**Document text:**
State of the Nation Debate: Steps for living-cost crisis relief unveiled
14/07/2022
A BATTERY of measures to curb the cost of living crisis announced by Spain's government will include windfall taxes on energy companies, an extra levy on bank profits, additional cash benefits for students, and reduced-price or even free public transport.
During the latest State of the Nation Debate, president Pedro Sánchez confirmed two new taxes on industries benefiting from rising living costs will be introduced from January, although they will relate to profits already earned in 2022, making them retroactive, as well as to those earned over the course of 2023, which will be taxed from January 2024.
Electricity providers, gas boards, and petroleum companies which supply either commercially, will be taxed on 'extraordinary' profits – what is known as a 'windfall tax' in countries where this already applies, such as Italy and the UK.
Large banking corporations will also be taxed extra on windfall profits since, Sánchez reasons, these entities are 'already benefiting from interest rate rises', now that the Euribor, or Eurozone interest rate, is back above zero after more than six years in negative figures.
As yet, the exact percentages and applicable income bands these taxes will apply to have not been revealed, nor have the affected companies been named – the biggest corporations in energy and banking will certainly be involved, but those not operating in the top echelons of the market may not yet know how far they will have to plan for extra dues.
But the government has provisionally, and broadly, worked out the key businesses that will be targeted, and estimates that the energy tax will bring in an additional €2 billion a year and the banking profits tax could add €1.5bn to the national economy.
Overall, it means that by the end of 2024, the State will have clawed back an extra €7bn.
Free train tickets for frequent users
Public transport discounts had been on the table for some time, but the State of the Nation Debate saw Sánchez and his cabinet honing the details: From September 1, regular users of the outer suburban train lines, or Cercanías (Rodalies in the Comunidad Valenciana and Catalunya) who buy tickets for set numbers of journeys or for blanket use between specific dates will get them free of charge.

(Pointing dataset excerpts)

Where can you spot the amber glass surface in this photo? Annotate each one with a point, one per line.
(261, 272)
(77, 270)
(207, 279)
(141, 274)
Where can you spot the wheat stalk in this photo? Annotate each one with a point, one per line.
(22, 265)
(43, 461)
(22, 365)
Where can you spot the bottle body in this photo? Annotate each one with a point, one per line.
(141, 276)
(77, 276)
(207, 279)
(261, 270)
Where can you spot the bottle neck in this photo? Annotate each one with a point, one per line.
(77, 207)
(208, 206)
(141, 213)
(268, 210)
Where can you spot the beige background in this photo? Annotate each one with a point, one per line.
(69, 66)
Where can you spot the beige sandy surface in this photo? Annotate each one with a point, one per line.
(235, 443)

---

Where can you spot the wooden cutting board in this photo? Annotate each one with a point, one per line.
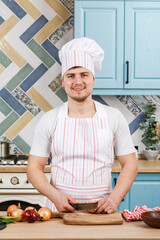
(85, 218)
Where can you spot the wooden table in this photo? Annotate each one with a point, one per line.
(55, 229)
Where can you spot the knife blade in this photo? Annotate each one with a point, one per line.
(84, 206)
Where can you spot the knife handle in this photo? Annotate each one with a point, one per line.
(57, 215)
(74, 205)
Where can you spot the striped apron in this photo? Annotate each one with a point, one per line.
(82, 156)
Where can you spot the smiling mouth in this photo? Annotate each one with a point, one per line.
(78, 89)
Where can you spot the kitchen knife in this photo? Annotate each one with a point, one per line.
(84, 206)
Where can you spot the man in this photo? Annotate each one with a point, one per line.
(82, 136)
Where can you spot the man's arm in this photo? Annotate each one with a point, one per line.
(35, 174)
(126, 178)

--

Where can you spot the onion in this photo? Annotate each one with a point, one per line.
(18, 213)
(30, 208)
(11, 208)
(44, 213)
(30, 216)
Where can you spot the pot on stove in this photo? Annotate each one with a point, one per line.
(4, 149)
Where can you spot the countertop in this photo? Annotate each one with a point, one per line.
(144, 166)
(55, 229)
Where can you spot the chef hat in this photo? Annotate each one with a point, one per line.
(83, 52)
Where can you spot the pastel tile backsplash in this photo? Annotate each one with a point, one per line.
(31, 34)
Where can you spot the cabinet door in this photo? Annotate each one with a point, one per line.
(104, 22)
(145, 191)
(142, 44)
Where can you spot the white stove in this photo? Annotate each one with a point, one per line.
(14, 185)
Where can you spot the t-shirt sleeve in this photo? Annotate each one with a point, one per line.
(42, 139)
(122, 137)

**Required actions:**
1. Using the article on Spain's cost-of-living measures, decide whether each statement agrees with it, answering yes or no and quoting the deciding words: (a) The government expects the energy tax to raise about €2 billion a year. (b) The companies that will pay the new taxes have already been named. (c) Before the change, the Euribor had been in negative figures for more than six years.
2. Proceed with the article on Spain's cost-of-living measures, writing on from its last sentence.

**The responses:**
1.
(a) Yes: "estimates that the energy tax will bring in an additional €2 billion a year"
(b) No: "nor have the affected companies been named"
(c) Yes: "back above zero after more than six years in negative figures"

2.
The same will apply for frequent-use tickets for the Media Distancia, or medium-distance 'snail rail' – a basic service which is much slower than the express AVE, but typically far cheaper – since these are the two main commuter links the government manages through the State rail board RENFE.
This will apply until the last day of 2022, when the situation will be reviewed and the 100% bonus may be extended, and will mean those who rely on trains for commuting will not have to pay to get to work.
Extra €100 a month for students on grants
Also, students aged over 16 who are in receipt of grants for college or university – which normally cover, as a minimum, tuition fees, but also, in many cases, help fund living costs whilst during term time – will be given an extra €100 a month from September to December inclusive.
The grant system has been given an overhaul since the socialists (PSOE) and left-wing Podemos began governing in coalition, in a bid to ensure that education beyond compulsory schooling, especially higher education, was made available to those with the desire, ability or both, rather than just those who could afford to pay.
Sánchez says the additional €400 in students' pockets over the winter term was to help prevent anyone having to take the difficult decision to give up their studies because they could no longer afford to continue.
Around a million students in Spain are on, or eligible for, grants, and the ministry of education has budged for just over €2.1bn for these over the coming academic year.
As yet, the €100-a-month bonus has not been confirmed as a long-term fixture – the next State budget has not been negotiated, so the government is unable to commit itself to continuing to pay this extra benefit beyond the end of 2022.
Future 'right to housing' law at draft stage
Another major move in the pipeline relates to housing, and a new law still at the earliest draft stage covering everyone's right to a home.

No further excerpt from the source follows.